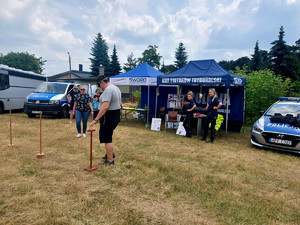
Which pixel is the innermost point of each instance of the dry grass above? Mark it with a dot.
(159, 178)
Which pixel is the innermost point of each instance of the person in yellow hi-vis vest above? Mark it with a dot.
(212, 107)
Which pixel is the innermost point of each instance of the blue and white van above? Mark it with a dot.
(279, 127)
(15, 85)
(50, 98)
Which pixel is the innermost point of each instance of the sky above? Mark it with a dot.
(209, 29)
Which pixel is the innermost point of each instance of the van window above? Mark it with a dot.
(70, 87)
(4, 81)
(53, 88)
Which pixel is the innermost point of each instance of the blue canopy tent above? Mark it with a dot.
(208, 73)
(145, 76)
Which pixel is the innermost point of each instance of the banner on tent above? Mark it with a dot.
(136, 81)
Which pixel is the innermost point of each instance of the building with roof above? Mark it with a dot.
(79, 76)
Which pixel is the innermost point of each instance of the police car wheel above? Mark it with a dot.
(31, 115)
(1, 108)
(65, 112)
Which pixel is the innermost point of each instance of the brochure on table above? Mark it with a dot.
(174, 101)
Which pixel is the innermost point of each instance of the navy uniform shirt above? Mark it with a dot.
(212, 104)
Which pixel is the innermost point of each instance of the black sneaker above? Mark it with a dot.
(105, 157)
(106, 162)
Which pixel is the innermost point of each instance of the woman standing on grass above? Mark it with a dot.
(82, 107)
(212, 107)
(189, 109)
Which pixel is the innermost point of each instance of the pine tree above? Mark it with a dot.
(151, 56)
(278, 54)
(181, 56)
(131, 63)
(256, 58)
(99, 55)
(114, 67)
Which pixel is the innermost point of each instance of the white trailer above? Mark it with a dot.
(15, 85)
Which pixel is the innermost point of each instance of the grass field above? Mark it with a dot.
(159, 178)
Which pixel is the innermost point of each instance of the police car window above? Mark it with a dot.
(4, 81)
(284, 109)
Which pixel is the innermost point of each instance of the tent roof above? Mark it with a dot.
(207, 72)
(143, 70)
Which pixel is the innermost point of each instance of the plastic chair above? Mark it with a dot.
(162, 112)
(172, 117)
(218, 125)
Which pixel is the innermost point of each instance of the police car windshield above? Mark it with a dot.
(53, 88)
(284, 109)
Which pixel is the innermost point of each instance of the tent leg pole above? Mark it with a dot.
(227, 112)
(148, 107)
(244, 110)
(156, 102)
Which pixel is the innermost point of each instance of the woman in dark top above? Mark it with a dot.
(82, 107)
(188, 111)
(71, 98)
(212, 107)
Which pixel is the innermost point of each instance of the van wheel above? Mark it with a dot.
(65, 112)
(1, 108)
(31, 115)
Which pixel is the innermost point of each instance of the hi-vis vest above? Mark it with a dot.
(219, 122)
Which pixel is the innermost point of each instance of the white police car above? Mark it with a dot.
(279, 126)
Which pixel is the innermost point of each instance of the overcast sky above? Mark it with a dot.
(209, 29)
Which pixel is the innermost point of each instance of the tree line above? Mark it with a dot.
(99, 53)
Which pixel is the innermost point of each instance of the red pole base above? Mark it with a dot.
(90, 169)
(40, 155)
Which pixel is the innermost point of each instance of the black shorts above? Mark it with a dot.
(108, 123)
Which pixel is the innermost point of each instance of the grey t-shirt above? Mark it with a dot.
(111, 94)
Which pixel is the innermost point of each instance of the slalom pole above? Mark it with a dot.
(10, 128)
(91, 168)
(41, 154)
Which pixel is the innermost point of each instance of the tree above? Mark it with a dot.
(151, 56)
(256, 58)
(23, 61)
(240, 62)
(99, 55)
(278, 54)
(181, 56)
(166, 69)
(263, 89)
(114, 67)
(131, 63)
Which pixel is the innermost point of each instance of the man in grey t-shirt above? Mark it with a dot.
(109, 115)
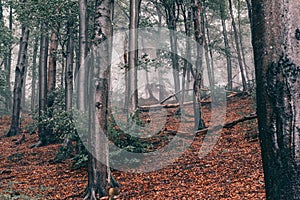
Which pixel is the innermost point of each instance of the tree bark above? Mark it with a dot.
(52, 67)
(172, 18)
(69, 67)
(19, 81)
(43, 84)
(34, 74)
(226, 43)
(98, 172)
(275, 38)
(133, 58)
(237, 44)
(197, 10)
(83, 41)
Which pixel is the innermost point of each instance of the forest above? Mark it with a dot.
(156, 99)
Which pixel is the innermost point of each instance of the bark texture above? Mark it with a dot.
(19, 81)
(276, 44)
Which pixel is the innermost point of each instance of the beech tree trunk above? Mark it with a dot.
(83, 41)
(69, 67)
(133, 58)
(237, 44)
(98, 172)
(43, 83)
(197, 10)
(52, 67)
(226, 43)
(34, 74)
(19, 81)
(276, 42)
(171, 10)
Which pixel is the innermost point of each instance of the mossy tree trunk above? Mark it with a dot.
(276, 41)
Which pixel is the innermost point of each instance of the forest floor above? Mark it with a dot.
(232, 170)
□ □ □ □ □
Please copy out every one of the records above word for word, omitting the pictures.

### SOLUTION BELOW
Which pixel is the innermost point of each instance of the dry grass above? Mark it with a dot.
(159, 178)
Which pixel is the innermost point of each instance of the person in yellow hi-vis vest above? Mark it with a dot.
(212, 107)
Which pixel is the innermost point of each instance of the blue and white van above? Mark it with a dot.
(279, 127)
(15, 85)
(50, 98)
Which pixel is the innermost point of each instance of the sky above? Mark it with a dot.
(209, 29)
Which pixel is the innermost point of each instance of the van window above? Mark it with a dot.
(70, 87)
(4, 81)
(53, 88)
Which pixel is the innermost point of each instance of the blue canopy tent above? Mark it with a dot.
(208, 73)
(145, 76)
Which pixel is the innermost point of each instance of the banner on tent above? Mark it with a dot.
(136, 81)
Which pixel is the innermost point of each instance of the building with roof above? Mark it with a dot.
(79, 76)
Which pixel is the innermost point of each instance of the police car wheel above? Mark it with a dot.
(31, 115)
(1, 108)
(65, 112)
Which pixel is the innermost point of each instance of the brochure on table above? Mark it with a dot.
(174, 101)
Which pixel is the innermost point of each instance of the navy uniform shirt above? Mark it with a dot.
(212, 104)
Which pixel is the innermost point of each instance of the black sneaker above? Mark it with a dot.
(105, 157)
(106, 162)
Which pixel is the innermost point of each instance of the woman standing on grass above? Mark it with a dot.
(82, 107)
(212, 107)
(189, 109)
Which pixel is the innermost point of each instance of the pine tree above? Mark it with a dot.
(151, 56)
(278, 54)
(181, 56)
(131, 63)
(256, 58)
(99, 55)
(114, 67)
Which pixel is the innermost point of each instance of the white trailer above? Mark it with a dot.
(15, 85)
Which pixel is the innermost point of each instance of the grass field above? Mark it with a dot.
(159, 178)
Which pixel is the innermost point of each instance of the police car window above? Mark it with a dot.
(4, 81)
(284, 109)
Which pixel is the innermost point of each instance of the tent roof above? Mark it with a dot.
(207, 72)
(143, 70)
Which pixel is the innermost point of each instance of the plastic chair above? Mark it with a dot.
(162, 112)
(172, 117)
(218, 125)
Which pixel is the innermost point of each instance of the police car windshield above? Mark it with a dot.
(53, 88)
(284, 109)
Which pixel is the innermost point of each instance of the tent leg pole above? Mark it with a dot.
(227, 112)
(148, 107)
(244, 110)
(156, 102)
Which pixel is the innermost point of each instance of the woman in dark top above? Mark it with a dot.
(82, 107)
(188, 111)
(71, 98)
(212, 107)
Which pixel is the innermost point of each instance of the van wheel above? Mark it with a dot.
(65, 112)
(1, 108)
(31, 115)
Which pixel is the innermost point of each instance of the hi-vis vest above? Mark it with a dot.
(219, 122)
Which pixel is the innermost point of each instance of the white police car above? Mark it with a dot.
(279, 126)
Which pixel is the innermost point of each instance of the overcast sky above? Mark it with a dot.
(209, 29)
Which pixel is the innermost point of each instance of the tree line above? Mark it with a dot.
(99, 53)
Which pixel is the innermost point of each instance of the red pole base above? Mark it with a dot.
(90, 169)
(40, 155)
Which pixel is the innermost point of each instance of the black shorts above? Mark it with a dot.
(108, 123)
Which pixel is the innermost point of each instance of the grey t-shirt above? Mark it with a dot.
(111, 94)
Which pixel is the innermost point of each instance of the slalom pole above? Mark it with a dot.
(10, 128)
(91, 168)
(41, 154)
Which pixel is the innermost point of each instance of the tree above? Mark it with a dot.
(151, 56)
(256, 58)
(23, 61)
(240, 62)
(99, 55)
(278, 54)
(181, 56)
(166, 69)
(263, 89)
(114, 67)
(131, 63)
Which pixel is the innermost point of each instance of the man in grey t-shirt above? Mark it with a dot.
(109, 115)
Which pixel is the innermost point of each instance of the tree bark above? Mark it with a dot.
(52, 67)
(172, 18)
(69, 67)
(19, 81)
(43, 84)
(34, 74)
(226, 43)
(98, 172)
(275, 38)
(133, 58)
(237, 44)
(197, 10)
(83, 41)
Which pixel is the innermost point of each instance of the forest above? Mark it with a dot.
(156, 99)
Which pixel is the innermost point of each instance of the bark texture above? Mark it with a dot.
(19, 81)
(276, 44)
Which pixel is the innermost point of each instance of the beech tree trunk above? Mark it with a dot.
(83, 41)
(69, 67)
(133, 58)
(237, 44)
(98, 172)
(43, 83)
(197, 10)
(52, 67)
(226, 43)
(34, 74)
(19, 81)
(276, 42)
(171, 10)
Which pixel is the innermost point of each instance of the mossy tree trunk above? Mark it with a dot.
(276, 41)
Which pixel is the innermost point of each instance of the forest floor above? Mark it with a dot.
(232, 170)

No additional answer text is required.